◆ WHAT YOU WILL DO:
Each line below is to be copied out exactly, and none may be omitted.

---------- RECORDS SHOWN

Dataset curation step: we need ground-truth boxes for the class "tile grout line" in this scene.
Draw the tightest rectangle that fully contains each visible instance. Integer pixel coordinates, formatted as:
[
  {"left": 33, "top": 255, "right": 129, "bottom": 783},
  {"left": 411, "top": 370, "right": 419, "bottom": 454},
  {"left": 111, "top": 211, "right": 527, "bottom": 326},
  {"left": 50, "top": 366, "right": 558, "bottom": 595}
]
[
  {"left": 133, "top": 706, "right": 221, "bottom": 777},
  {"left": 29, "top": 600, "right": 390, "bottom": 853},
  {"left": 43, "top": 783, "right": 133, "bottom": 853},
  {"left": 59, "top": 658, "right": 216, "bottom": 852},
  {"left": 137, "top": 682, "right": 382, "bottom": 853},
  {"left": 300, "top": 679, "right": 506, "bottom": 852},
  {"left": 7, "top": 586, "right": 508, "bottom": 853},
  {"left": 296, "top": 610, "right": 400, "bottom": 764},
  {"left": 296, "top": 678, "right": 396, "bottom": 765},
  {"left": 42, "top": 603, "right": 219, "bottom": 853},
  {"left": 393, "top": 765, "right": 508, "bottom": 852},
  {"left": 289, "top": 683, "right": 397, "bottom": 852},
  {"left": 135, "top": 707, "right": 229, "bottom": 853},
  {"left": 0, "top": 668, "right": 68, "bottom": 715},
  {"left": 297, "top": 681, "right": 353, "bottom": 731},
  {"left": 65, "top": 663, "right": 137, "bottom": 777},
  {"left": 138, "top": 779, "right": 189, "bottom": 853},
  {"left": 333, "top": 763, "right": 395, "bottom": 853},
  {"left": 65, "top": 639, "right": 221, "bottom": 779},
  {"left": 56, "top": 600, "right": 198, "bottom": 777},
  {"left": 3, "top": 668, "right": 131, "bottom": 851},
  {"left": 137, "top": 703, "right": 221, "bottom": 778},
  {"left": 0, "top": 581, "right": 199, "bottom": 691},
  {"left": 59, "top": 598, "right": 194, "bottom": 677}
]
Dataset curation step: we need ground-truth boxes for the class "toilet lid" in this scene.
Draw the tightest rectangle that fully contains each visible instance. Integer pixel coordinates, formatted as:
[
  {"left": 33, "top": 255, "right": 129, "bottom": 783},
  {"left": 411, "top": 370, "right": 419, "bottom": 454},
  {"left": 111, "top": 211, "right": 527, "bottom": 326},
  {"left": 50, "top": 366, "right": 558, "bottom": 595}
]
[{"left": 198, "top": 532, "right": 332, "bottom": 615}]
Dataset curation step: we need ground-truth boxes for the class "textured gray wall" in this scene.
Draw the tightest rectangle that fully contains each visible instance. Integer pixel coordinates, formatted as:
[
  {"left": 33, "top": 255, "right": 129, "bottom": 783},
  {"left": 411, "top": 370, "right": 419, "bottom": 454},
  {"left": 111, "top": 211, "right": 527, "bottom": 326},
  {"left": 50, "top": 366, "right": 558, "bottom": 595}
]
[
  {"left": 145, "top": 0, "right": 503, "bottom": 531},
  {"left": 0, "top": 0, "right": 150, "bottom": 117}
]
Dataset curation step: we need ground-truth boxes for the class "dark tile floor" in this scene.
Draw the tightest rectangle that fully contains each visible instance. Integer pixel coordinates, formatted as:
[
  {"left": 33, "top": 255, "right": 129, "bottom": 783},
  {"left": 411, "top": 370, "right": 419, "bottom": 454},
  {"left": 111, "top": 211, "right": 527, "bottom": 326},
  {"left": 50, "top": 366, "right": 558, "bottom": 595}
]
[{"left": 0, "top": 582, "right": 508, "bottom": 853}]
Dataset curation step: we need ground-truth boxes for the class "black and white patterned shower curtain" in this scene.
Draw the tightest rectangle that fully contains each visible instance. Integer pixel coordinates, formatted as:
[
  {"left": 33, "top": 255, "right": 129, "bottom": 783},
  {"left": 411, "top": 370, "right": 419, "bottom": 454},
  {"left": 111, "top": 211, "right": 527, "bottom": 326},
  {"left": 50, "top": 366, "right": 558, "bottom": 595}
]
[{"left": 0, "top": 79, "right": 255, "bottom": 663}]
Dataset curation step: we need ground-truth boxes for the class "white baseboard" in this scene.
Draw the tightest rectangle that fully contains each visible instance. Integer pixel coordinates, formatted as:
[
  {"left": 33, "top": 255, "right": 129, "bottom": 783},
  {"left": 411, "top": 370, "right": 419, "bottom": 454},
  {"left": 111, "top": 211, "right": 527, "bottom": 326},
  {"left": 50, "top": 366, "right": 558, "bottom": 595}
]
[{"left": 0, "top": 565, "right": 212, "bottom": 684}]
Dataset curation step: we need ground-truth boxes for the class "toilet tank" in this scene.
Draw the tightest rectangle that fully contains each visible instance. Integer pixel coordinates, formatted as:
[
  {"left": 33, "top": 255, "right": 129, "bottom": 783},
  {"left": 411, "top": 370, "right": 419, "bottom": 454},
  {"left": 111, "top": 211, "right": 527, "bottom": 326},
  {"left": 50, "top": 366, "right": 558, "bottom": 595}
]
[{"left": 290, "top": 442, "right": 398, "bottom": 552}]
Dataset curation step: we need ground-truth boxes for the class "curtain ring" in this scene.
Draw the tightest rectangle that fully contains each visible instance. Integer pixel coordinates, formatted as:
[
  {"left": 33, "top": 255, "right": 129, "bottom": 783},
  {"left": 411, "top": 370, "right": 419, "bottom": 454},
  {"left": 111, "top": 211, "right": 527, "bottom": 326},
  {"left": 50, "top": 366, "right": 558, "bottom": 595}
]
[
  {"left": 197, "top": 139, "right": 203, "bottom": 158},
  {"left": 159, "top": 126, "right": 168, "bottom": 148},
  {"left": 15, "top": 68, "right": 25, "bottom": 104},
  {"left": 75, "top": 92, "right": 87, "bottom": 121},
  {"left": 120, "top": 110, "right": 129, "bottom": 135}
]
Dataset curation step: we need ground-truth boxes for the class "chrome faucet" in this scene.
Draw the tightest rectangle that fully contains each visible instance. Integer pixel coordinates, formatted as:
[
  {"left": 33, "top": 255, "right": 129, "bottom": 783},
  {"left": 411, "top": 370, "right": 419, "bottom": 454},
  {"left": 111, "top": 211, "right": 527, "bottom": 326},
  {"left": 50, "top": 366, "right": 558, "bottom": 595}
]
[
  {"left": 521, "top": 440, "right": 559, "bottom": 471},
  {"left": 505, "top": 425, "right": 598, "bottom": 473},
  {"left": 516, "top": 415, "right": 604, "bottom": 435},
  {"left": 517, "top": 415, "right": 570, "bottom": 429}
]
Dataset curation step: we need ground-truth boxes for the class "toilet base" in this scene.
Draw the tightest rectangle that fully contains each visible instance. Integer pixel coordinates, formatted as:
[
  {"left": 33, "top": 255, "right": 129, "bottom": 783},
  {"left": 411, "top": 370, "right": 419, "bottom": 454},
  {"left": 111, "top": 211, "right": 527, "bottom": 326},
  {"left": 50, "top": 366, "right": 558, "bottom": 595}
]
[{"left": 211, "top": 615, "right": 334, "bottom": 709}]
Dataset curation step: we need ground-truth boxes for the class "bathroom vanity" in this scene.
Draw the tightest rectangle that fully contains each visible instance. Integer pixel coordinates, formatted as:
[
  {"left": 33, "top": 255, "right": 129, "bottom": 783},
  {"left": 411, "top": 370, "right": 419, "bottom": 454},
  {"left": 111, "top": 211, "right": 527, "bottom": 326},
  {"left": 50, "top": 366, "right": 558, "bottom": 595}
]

--------------------

◆ EXERCISE RESPONSE:
Dataset curation step: we need ground-truth boxes for the class "tile grout line" in this scene.
Draw the tightest rectangle that fully contains each visible instance. Integer pixel coordinates, formatted as:
[
  {"left": 33, "top": 255, "right": 129, "bottom": 783},
  {"left": 411, "top": 370, "right": 419, "bottom": 454},
  {"left": 111, "top": 211, "right": 527, "bottom": 326},
  {"left": 50, "top": 366, "right": 558, "bottom": 595}
]
[
  {"left": 133, "top": 706, "right": 221, "bottom": 777},
  {"left": 29, "top": 600, "right": 390, "bottom": 853},
  {"left": 43, "top": 783, "right": 133, "bottom": 853},
  {"left": 59, "top": 658, "right": 216, "bottom": 852},
  {"left": 137, "top": 682, "right": 382, "bottom": 853},
  {"left": 300, "top": 679, "right": 506, "bottom": 852},
  {"left": 7, "top": 586, "right": 508, "bottom": 853},
  {"left": 296, "top": 610, "right": 400, "bottom": 764},
  {"left": 296, "top": 678, "right": 396, "bottom": 765},
  {"left": 42, "top": 603, "right": 219, "bottom": 853},
  {"left": 393, "top": 765, "right": 508, "bottom": 852},
  {"left": 289, "top": 683, "right": 397, "bottom": 852},
  {"left": 135, "top": 707, "right": 229, "bottom": 853},
  {"left": 0, "top": 668, "right": 68, "bottom": 715},
  {"left": 297, "top": 681, "right": 353, "bottom": 731},
  {"left": 65, "top": 663, "right": 137, "bottom": 777},
  {"left": 138, "top": 779, "right": 189, "bottom": 853},
  {"left": 333, "top": 763, "right": 395, "bottom": 853},
  {"left": 65, "top": 639, "right": 221, "bottom": 779},
  {"left": 56, "top": 600, "right": 198, "bottom": 777},
  {"left": 3, "top": 668, "right": 131, "bottom": 851},
  {"left": 137, "top": 703, "right": 221, "bottom": 778},
  {"left": 0, "top": 581, "right": 199, "bottom": 691},
  {"left": 59, "top": 598, "right": 194, "bottom": 677}
]
Dataset curation step: we need ground-truth boxes for the class "toilet lid" in this scene.
Draw the tightest rectangle that fully contains each visible instance. Integer pixel coordinates, formatted as:
[
  {"left": 33, "top": 255, "right": 129, "bottom": 783},
  {"left": 411, "top": 370, "right": 419, "bottom": 454},
  {"left": 111, "top": 211, "right": 527, "bottom": 326},
  {"left": 50, "top": 366, "right": 558, "bottom": 595}
]
[{"left": 198, "top": 532, "right": 332, "bottom": 615}]
Dataset curation step: we need ground-truth boxes for the class "textured gray wall" in this scene.
Draw the tightest rectangle that fully contains each visible instance. Integer pixel coordinates, formatted as:
[
  {"left": 33, "top": 255, "right": 129, "bottom": 783},
  {"left": 411, "top": 370, "right": 419, "bottom": 454},
  {"left": 111, "top": 211, "right": 527, "bottom": 326},
  {"left": 50, "top": 366, "right": 558, "bottom": 595}
]
[
  {"left": 145, "top": 0, "right": 503, "bottom": 531},
  {"left": 0, "top": 0, "right": 150, "bottom": 117}
]
Dataset curation step: we need ground-truth boxes for the class "dark tile floor" in this scene.
Draw the tightest rectangle that fully contains each visible instance. Integer pixel coordinates, formatted as:
[
  {"left": 33, "top": 255, "right": 129, "bottom": 783},
  {"left": 411, "top": 370, "right": 419, "bottom": 454},
  {"left": 111, "top": 211, "right": 527, "bottom": 326},
  {"left": 50, "top": 366, "right": 558, "bottom": 595}
]
[{"left": 0, "top": 582, "right": 508, "bottom": 853}]
Dataset curation step: we need ground-truth boxes for the class "black and white patterned shower curtain" in this scene.
Draw the tightest rectangle that fully contains each visible instance. Integer pixel coordinates, formatted as:
[
  {"left": 33, "top": 255, "right": 129, "bottom": 783},
  {"left": 411, "top": 370, "right": 419, "bottom": 454},
  {"left": 111, "top": 211, "right": 527, "bottom": 326},
  {"left": 50, "top": 366, "right": 558, "bottom": 595}
]
[{"left": 0, "top": 79, "right": 255, "bottom": 663}]
Dataset curation step: we need ground-truth boxes for the class "white baseboard" in this scene.
Draw the tightest rectangle that fully contains each visible instance. Integer pixel coordinates, formatted as:
[
  {"left": 33, "top": 255, "right": 129, "bottom": 783},
  {"left": 411, "top": 370, "right": 419, "bottom": 454},
  {"left": 111, "top": 211, "right": 527, "bottom": 326},
  {"left": 50, "top": 366, "right": 558, "bottom": 595}
]
[{"left": 0, "top": 565, "right": 212, "bottom": 684}]
Dataset curation step: we need ground-truth boxes for the class "toilet tank" in this scene.
Draw the tightest rectangle that fully contains each visible instance. Integer pixel coordinates, formatted as:
[
  {"left": 33, "top": 255, "right": 129, "bottom": 783},
  {"left": 411, "top": 370, "right": 419, "bottom": 454},
  {"left": 111, "top": 211, "right": 527, "bottom": 326},
  {"left": 50, "top": 366, "right": 558, "bottom": 595}
]
[{"left": 290, "top": 442, "right": 398, "bottom": 552}]
Dataset curation step: we need ground-truth boxes for the class "curtain ring" in this scene.
Draw the tightest rectangle that fully contains each visible instance. Integer pixel coordinates, formatted as:
[
  {"left": 33, "top": 255, "right": 129, "bottom": 783},
  {"left": 411, "top": 370, "right": 419, "bottom": 454},
  {"left": 111, "top": 211, "right": 527, "bottom": 326},
  {"left": 50, "top": 366, "right": 558, "bottom": 595}
]
[
  {"left": 197, "top": 139, "right": 203, "bottom": 158},
  {"left": 159, "top": 126, "right": 168, "bottom": 148},
  {"left": 15, "top": 68, "right": 25, "bottom": 104},
  {"left": 75, "top": 92, "right": 87, "bottom": 121},
  {"left": 120, "top": 110, "right": 129, "bottom": 135}
]
Dataset curation step: we need ground-truth boxes for the class "chrome faucet" in this scene.
Draw the tightest rectangle that fully contains each visible instance. Integer pixel coordinates, formatted as:
[
  {"left": 33, "top": 255, "right": 129, "bottom": 783},
  {"left": 411, "top": 370, "right": 419, "bottom": 454},
  {"left": 111, "top": 211, "right": 527, "bottom": 326},
  {"left": 50, "top": 366, "right": 558, "bottom": 595}
]
[
  {"left": 521, "top": 440, "right": 559, "bottom": 471},
  {"left": 505, "top": 425, "right": 598, "bottom": 473},
  {"left": 516, "top": 415, "right": 604, "bottom": 435},
  {"left": 517, "top": 415, "right": 570, "bottom": 429}
]
Dataset curation step: we need ground-truth boxes for the class "toilet base" in this scene.
Draw the tightest rectangle that fully contains each visible instance. Integer pixel coordinates, formatted as:
[
  {"left": 33, "top": 255, "right": 129, "bottom": 783},
  {"left": 411, "top": 370, "right": 419, "bottom": 454},
  {"left": 111, "top": 211, "right": 527, "bottom": 326},
  {"left": 50, "top": 366, "right": 558, "bottom": 595}
]
[{"left": 211, "top": 615, "right": 334, "bottom": 709}]
Dataset curation step: we need ground-truth boxes for the class "bathroom vanity" in this scene.
Draw the tightest rectangle that fully contains each visible instance. Integer pixel coordinates, formatted as:
[
  {"left": 33, "top": 255, "right": 129, "bottom": 783},
  {"left": 411, "top": 370, "right": 419, "bottom": 454},
  {"left": 111, "top": 211, "right": 527, "bottom": 326},
  {"left": 50, "top": 366, "right": 558, "bottom": 595}
]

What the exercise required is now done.